**Material to process**
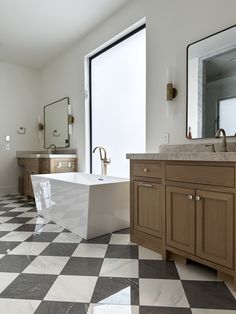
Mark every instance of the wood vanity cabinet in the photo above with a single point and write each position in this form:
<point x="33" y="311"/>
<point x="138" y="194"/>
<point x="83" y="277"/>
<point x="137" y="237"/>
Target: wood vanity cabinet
<point x="189" y="210"/>
<point x="32" y="166"/>
<point x="147" y="204"/>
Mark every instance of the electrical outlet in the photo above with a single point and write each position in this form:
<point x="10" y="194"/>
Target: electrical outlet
<point x="166" y="137"/>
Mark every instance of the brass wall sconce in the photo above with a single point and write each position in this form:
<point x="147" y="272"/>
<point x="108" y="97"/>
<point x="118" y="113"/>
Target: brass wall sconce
<point x="171" y="92"/>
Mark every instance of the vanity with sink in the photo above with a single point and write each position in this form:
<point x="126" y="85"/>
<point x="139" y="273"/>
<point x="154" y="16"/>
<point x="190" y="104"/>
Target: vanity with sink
<point x="42" y="163"/>
<point x="184" y="203"/>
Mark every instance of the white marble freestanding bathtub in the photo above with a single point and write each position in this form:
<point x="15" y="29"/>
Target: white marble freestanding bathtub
<point x="88" y="205"/>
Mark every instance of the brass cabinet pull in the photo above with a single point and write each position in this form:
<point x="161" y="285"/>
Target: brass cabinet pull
<point x="147" y="185"/>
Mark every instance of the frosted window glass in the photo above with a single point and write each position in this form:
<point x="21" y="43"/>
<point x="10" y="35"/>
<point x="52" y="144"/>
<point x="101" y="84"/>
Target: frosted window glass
<point x="227" y="113"/>
<point x="118" y="95"/>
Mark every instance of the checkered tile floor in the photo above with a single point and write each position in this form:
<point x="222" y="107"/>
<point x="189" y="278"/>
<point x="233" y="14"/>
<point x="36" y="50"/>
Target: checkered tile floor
<point x="45" y="269"/>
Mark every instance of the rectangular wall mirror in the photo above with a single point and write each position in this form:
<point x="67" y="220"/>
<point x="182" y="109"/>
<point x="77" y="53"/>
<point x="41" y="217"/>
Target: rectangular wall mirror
<point x="56" y="128"/>
<point x="211" y="85"/>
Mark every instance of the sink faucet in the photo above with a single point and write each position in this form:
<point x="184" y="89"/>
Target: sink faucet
<point x="224" y="143"/>
<point x="52" y="149"/>
<point x="104" y="160"/>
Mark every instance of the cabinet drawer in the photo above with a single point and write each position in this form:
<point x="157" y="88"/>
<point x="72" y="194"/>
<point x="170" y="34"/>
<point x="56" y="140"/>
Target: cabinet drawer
<point x="152" y="170"/>
<point x="32" y="162"/>
<point x="202" y="174"/>
<point x="62" y="166"/>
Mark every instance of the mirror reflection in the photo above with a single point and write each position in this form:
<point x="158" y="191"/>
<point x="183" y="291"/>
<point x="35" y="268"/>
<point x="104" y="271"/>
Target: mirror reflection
<point x="56" y="124"/>
<point x="211" y="85"/>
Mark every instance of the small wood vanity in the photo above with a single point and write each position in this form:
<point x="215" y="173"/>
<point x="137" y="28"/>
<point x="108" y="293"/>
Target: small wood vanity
<point x="42" y="166"/>
<point x="186" y="208"/>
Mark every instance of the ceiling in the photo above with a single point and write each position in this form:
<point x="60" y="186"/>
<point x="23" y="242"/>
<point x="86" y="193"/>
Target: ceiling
<point x="34" y="32"/>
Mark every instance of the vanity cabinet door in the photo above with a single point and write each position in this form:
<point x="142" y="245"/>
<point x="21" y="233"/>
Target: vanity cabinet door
<point x="215" y="223"/>
<point x="148" y="207"/>
<point x="180" y="218"/>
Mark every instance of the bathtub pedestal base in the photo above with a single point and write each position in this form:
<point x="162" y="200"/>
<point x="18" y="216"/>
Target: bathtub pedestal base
<point x="87" y="205"/>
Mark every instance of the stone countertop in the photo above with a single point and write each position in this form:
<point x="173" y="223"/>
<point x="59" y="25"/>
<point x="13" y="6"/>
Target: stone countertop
<point x="186" y="156"/>
<point x="44" y="154"/>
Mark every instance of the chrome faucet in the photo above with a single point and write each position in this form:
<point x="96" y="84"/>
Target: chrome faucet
<point x="52" y="149"/>
<point x="104" y="160"/>
<point x="224" y="143"/>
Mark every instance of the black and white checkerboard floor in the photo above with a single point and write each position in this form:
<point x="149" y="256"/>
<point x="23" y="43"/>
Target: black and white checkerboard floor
<point x="47" y="270"/>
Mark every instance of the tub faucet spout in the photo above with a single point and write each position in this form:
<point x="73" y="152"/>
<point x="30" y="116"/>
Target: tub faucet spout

**Your goal**
Read the listing above, then copy every line that includes the string "spout".

**Answer to this problem**
Mark every instance of the tub faucet spout in the photo above with a single point and write each position in this form:
Target: tub faucet spout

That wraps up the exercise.